In the work-for-hire text below, who holds the copyright to a work that is made for hire?

-- Given text start --

First off, let me be clear: I am no lawyer. I can’t and won’t give legal advice. My understanding of work-for-hire (also called “work made for hire”) follows the guidelines of US Copyright law: the creator of a work holds the copyright of that work unless it is “made for hire.” If a work is “made for hire,” then the employer holds the copyright to it. You can refer to Circular 09 Work-Made-For-Hire Under the 1976 Copyright Act for more information on this matter. Circular 9 is a valuable resource.
This is usually the farthest a client gets. It makes sense, it’s clear, its concise, but there’s more to it than that.
Calling it Work For Hire Doesn’t Make it Work for Hire
Most clients simply want me to put “Work for Hire” somewhere on the contract. The idea is they want to retain exclusive copyright to the work. That’s the idea, anyway. In reality, calling something “work made for hire” doesn’t make it “work for hire.” Also, as the creator of the work, I retain the copyright to the work or works in question. I’m happy to provide a license to the work, but I do not give up copyright without adequate compensation or consideration.
Now, we get to the next part of the argument: I try to be gentle with this, but people don’t understand copyright law that well and usually think it is the artist who doesn’t understand. It is a complicated part of US law, too, so I completely understand the confusion, but I have a good understanding of my intellectual property rights under US law:
Definition of Work for Hire under US Copyright Law:
A work for hire agreement applies if the client specifically hired or commissioned the work or if the work was commissioned by the client for a collective work, a film/video, a translation, a supplementary work (to another author’s work, such as a foreword, chart, or table), a compilation, instructional text, test, or atlas or the contract with the client explicitly states that your work is a “work made for hire.”
It all sounds very simple, but there’s another layer to it and I’m skipping over loads of “yeah, buts…” Basically, if a client holds the copyright, I lose all rights to it. That includes use of the work for promotional purposes and limitations to where the work can (or cannot) be used. Why is that important? If I can’t claim I created the work, I can’t include it in a portfolio. Also, if the client retains all rights, I have no control over what is done with the artwork after I’m done with it. For example, if the client wants me to make something for them for, say, a brochure, I have no control if the work is later used in a video, website, etc.

-- Given text end --
-- Material start --

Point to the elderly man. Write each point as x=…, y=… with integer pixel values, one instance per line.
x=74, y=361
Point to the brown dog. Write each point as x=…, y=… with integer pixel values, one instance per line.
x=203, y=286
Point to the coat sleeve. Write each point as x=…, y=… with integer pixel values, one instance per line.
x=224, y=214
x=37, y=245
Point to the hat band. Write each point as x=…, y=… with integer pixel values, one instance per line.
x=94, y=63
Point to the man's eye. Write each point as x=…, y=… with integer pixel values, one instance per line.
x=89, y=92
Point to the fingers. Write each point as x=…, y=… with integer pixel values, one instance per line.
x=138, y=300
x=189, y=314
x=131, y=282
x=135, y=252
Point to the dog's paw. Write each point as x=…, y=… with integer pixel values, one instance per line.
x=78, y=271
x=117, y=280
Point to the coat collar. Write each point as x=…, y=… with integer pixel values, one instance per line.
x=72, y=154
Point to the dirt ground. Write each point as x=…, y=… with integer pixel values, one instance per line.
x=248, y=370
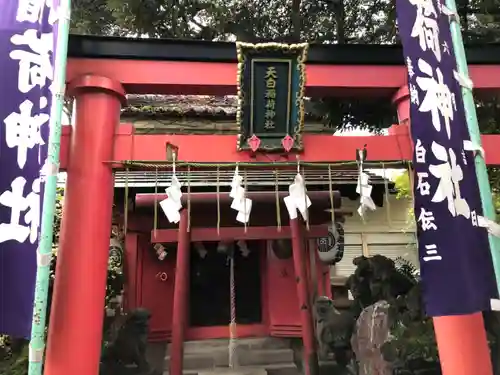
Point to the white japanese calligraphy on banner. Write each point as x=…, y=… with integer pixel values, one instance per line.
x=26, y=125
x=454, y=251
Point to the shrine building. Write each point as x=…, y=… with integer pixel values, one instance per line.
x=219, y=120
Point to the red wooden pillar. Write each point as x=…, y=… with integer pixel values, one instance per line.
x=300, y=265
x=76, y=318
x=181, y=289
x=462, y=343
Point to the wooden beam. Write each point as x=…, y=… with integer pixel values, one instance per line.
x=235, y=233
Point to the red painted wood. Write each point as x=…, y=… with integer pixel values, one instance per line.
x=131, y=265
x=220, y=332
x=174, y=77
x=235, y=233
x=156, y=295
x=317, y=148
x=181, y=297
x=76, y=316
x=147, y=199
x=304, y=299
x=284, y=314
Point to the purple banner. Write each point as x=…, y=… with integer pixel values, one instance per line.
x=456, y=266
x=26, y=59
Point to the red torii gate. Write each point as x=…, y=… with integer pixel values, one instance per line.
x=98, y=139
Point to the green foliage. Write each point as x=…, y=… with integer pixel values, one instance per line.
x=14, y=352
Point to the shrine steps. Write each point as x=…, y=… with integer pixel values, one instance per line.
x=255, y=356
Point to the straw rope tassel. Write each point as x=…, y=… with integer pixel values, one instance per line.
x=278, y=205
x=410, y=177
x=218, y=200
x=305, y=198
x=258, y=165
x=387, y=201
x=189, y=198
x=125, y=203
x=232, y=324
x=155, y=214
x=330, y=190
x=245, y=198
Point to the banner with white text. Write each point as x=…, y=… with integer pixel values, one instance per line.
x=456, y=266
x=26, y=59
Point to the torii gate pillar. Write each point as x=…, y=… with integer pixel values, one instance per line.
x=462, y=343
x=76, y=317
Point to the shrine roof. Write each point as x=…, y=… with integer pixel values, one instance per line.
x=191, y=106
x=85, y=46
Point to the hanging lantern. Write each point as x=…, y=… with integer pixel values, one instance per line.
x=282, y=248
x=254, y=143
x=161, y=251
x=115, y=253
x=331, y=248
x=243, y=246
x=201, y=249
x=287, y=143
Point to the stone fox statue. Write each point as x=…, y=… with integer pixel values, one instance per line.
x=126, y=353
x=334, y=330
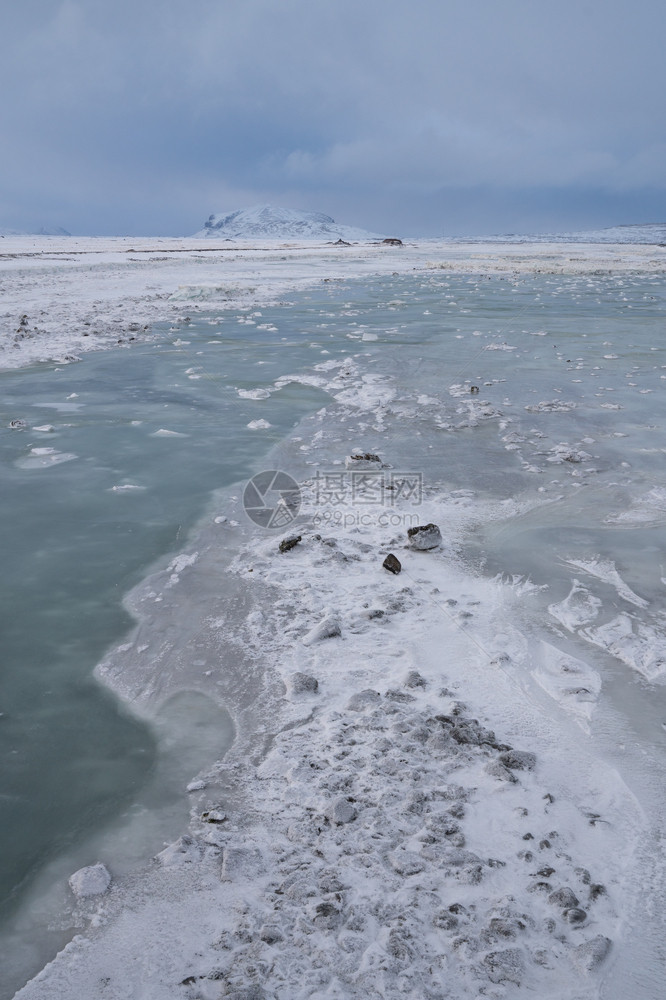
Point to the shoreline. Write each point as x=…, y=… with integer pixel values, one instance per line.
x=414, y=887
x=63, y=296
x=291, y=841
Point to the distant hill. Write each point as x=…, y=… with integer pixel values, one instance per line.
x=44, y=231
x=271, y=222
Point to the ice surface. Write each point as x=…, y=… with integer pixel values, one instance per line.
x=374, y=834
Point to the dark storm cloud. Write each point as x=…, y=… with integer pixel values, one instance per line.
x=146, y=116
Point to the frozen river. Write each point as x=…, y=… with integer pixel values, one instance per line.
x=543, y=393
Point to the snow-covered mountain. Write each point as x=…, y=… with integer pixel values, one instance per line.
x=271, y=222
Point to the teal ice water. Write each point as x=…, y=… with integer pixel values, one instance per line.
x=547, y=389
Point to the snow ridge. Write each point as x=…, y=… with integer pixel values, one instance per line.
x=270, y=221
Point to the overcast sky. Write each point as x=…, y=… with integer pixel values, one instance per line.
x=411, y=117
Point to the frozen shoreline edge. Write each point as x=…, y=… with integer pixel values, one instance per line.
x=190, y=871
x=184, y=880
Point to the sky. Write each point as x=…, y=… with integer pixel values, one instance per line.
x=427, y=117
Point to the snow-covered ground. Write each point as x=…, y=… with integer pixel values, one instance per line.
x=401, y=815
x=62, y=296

-- Material end --

**Response below**: The employer holds the copyright.